++++ Excerpted data ++++

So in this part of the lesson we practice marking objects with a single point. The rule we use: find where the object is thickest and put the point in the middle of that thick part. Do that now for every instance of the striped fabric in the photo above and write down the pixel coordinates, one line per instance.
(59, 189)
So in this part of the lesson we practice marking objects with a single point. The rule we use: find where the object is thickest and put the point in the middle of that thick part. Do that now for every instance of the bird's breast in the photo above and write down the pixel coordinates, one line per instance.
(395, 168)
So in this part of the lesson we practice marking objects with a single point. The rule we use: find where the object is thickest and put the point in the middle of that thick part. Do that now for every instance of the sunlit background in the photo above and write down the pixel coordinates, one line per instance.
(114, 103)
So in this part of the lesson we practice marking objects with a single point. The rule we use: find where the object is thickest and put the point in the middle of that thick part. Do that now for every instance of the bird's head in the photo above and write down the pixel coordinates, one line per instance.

++++
++++ Excerpted data ++++

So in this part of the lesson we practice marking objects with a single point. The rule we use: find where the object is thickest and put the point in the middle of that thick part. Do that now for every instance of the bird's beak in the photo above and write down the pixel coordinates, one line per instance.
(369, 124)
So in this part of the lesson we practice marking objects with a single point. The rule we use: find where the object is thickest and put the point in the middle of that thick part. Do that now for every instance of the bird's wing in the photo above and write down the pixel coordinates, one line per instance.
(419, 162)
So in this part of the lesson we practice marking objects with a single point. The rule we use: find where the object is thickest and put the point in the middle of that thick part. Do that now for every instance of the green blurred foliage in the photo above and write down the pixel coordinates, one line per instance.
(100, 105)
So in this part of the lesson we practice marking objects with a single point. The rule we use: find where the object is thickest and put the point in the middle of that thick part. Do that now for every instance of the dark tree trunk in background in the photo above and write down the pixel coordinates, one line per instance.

++++
++++ Excerpted data ++++

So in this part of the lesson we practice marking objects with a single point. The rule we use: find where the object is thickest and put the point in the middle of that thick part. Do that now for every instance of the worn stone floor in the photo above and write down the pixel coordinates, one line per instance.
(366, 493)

++++

- Instructions for the task -
The range runs from the line with "of the sunlit" up to and including the line with "the bird's head" in the listing above; please write out exactly those lines and nothing more.

- Task output -
So in this part of the lesson we practice marking objects with a single point. The rule we use: find where the object is thickest and put the point in the middle of that thick part. Do that now for every instance of the sunlit background in the photo above and write down the pixel coordinates, one line per instance.
(114, 103)
So in this part of the lesson we practice marking objects with a single point. The rule we use: find where the object is thickest and put the point in the middle of that thick part. Do that now for every instance of the bird's head in the photo above and write down the pixel coordinates, one line per instance.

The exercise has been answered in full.